- Задания:
- A) Повторите без изменений фрагмент интервью с Полиной Барсковой, начиная с «Интервью с переводчиком» и заканчивая «любит свою героиню?».
- B) Кто вел беседу в интервью с Полиной Барсковой?
- C) Допишите следующую часть интервью с Полиной Барсковой, продолжив его сразу после последнего приведенного вопроса.

- Текст для чтения:
Найти тему

Интервью с переводчиком и поэтом Полиной Барсковой: «Мне нужно было другое устройство времени»

Писательнице, поэтессе и исследовательнице блокады Полине Барсковой любопытно все: и новая литература, и отечественная классика, и зарубежное слово — одинаково. Для «Формаслова» мы обсудили с ней понимающего город Шарля Бодлера, не слишком нежную биографию Сьюзен Зонтаг и переводы, позволяющие выходить за рамки собственной личности. Беседовал Гора Орлов.

-2

— Полина, в интервью Ростиславу Ярцеву на портале Textura Вы упомянули, что Вам не очень понравилась биография Сьюзен Зонтаг, написанная Бенджамином Мозером. Почему Вам показалось, что автор книги не очень любит свою героиню?

- Фрагмент данных:
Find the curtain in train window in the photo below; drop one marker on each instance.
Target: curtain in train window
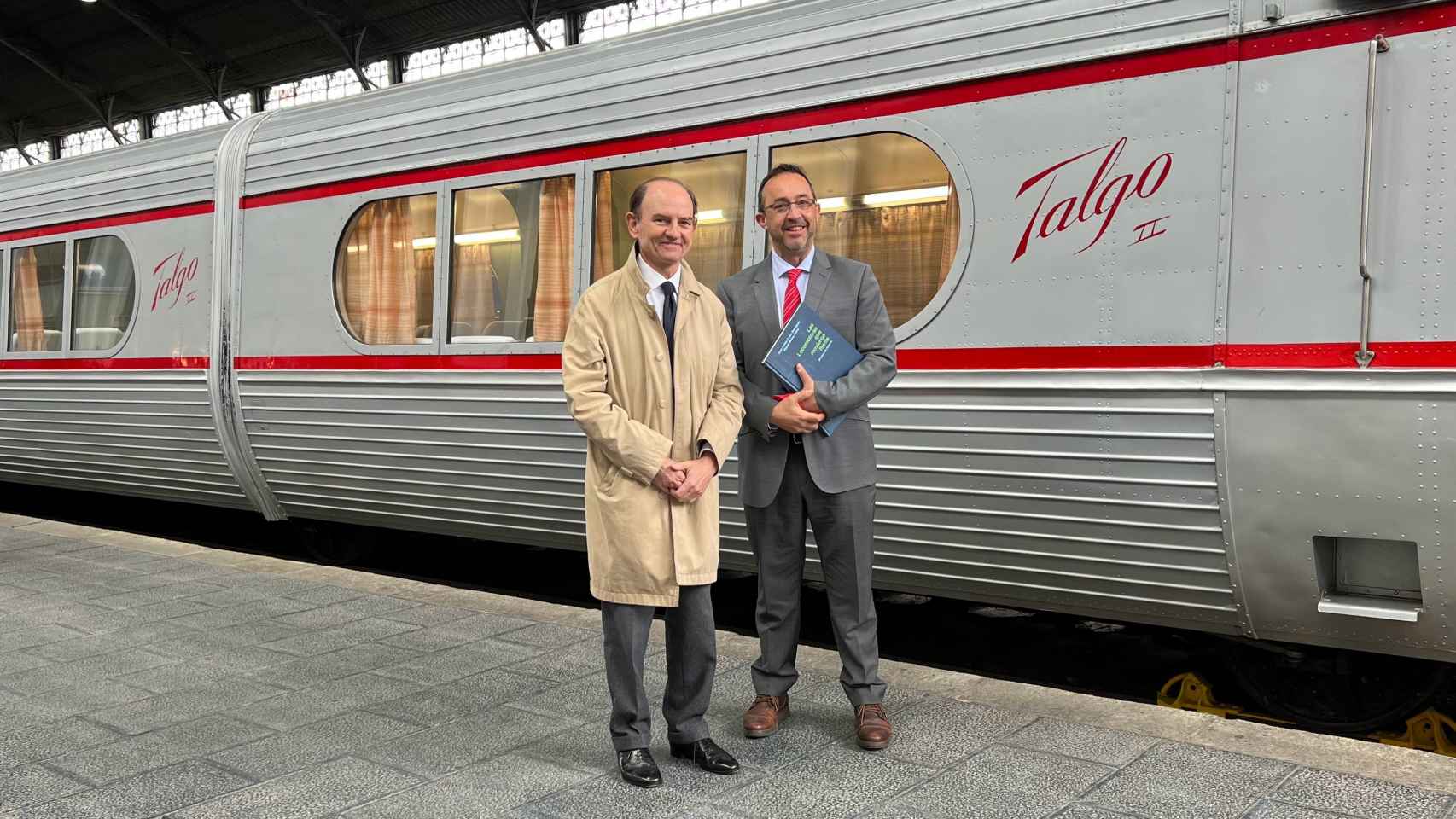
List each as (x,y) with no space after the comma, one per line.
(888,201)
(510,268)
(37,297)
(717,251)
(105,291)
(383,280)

* * *

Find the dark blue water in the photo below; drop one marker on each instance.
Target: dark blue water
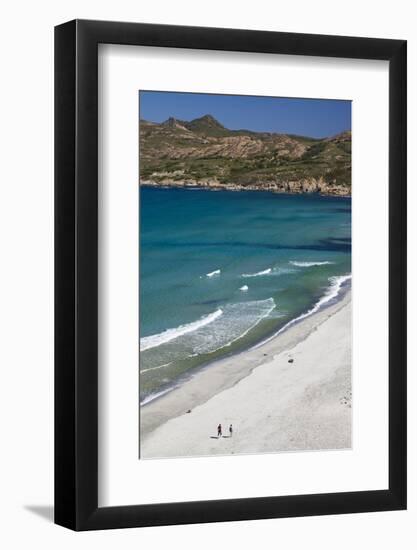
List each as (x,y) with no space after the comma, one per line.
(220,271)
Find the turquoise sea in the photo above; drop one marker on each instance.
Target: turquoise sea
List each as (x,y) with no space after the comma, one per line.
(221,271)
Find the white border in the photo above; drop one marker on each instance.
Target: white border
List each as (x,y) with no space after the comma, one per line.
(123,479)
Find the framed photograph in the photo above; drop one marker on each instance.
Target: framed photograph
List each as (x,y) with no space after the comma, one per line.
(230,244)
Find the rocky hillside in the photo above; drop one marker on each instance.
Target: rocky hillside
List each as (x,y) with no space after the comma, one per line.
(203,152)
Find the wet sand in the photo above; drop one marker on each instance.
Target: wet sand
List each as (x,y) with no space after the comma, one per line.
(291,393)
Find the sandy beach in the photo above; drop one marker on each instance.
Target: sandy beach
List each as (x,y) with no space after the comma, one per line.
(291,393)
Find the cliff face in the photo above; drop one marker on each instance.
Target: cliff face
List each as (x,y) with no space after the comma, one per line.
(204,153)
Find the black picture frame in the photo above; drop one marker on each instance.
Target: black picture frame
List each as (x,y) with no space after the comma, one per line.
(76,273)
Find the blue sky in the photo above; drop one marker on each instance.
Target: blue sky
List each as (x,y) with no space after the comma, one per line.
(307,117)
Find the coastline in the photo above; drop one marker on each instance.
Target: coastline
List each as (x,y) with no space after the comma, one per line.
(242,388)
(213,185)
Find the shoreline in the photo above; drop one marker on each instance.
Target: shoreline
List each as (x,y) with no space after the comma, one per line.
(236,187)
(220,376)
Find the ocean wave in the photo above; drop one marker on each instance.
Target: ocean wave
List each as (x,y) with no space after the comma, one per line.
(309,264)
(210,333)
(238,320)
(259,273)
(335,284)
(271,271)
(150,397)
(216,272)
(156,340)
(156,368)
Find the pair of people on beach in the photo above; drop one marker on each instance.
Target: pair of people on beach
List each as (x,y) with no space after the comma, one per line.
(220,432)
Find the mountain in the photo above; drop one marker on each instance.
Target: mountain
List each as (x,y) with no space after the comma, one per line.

- Ответы:
- A)
Интервью с переводчиком и поэтом Полиной Барсковой: «Мне нужно было другое устройство времени»

Писательнице, поэтессе и исследовательнице блокады Полине Барсковой любопытно все: и новая литература, и отечественная классика, и зарубежное слово — одинаково. Для «Формаслова» мы обсудили с ней понимающего город Шарля Бодлера, не слишком нежную биографию Сьюзен Зонтаг и переводы, позволяющие выходить за рамки собственной личности. Беседовал Гора Орлов.

-2

— Полина, в интервью Ростиславу Ярцеву на портале Textura Вы упомянули, что Вам не очень понравилась биография Сьюзен Зонтаг, написанная Бенджамином Мозером. Почему Вам показалось, что автор книги не очень любит свою героиню?

- B) Гора Орлов.

- C)
— Наверное, это была ревнивая претензия. (Смеётся). Я просто сама её очень люблю. К тому же каждый из нас понимает любовь по-своему. Мне показалась эта биография не слишком нежной. Разумеется, это моё индивидуальное восприятие, но автор как будто выставляет Зонгаг на осмотр. Хотя по сравнению с тем, что делала знаменитая Энни Лейбовиц, спутница жизни Зонтаг, — она фотографировала её на смертном одре и публиковала фотографии — это, можно сказать, ещё ничего.

Мне было обидно, что биограф, например, слишком жёстко описывает её проблемы с возлюбленными, за которые Зонгаг как будто должна отвечать. Конечно, она была умной, блистательной, но также, очевидно, была сложной и ранимой, с явными тёмными зонами личности. И когда это всё было опубликовано, то моё сердце захолонуло от того, что всё это оказалось на свету во всей своей видимости, беззащитности тоже.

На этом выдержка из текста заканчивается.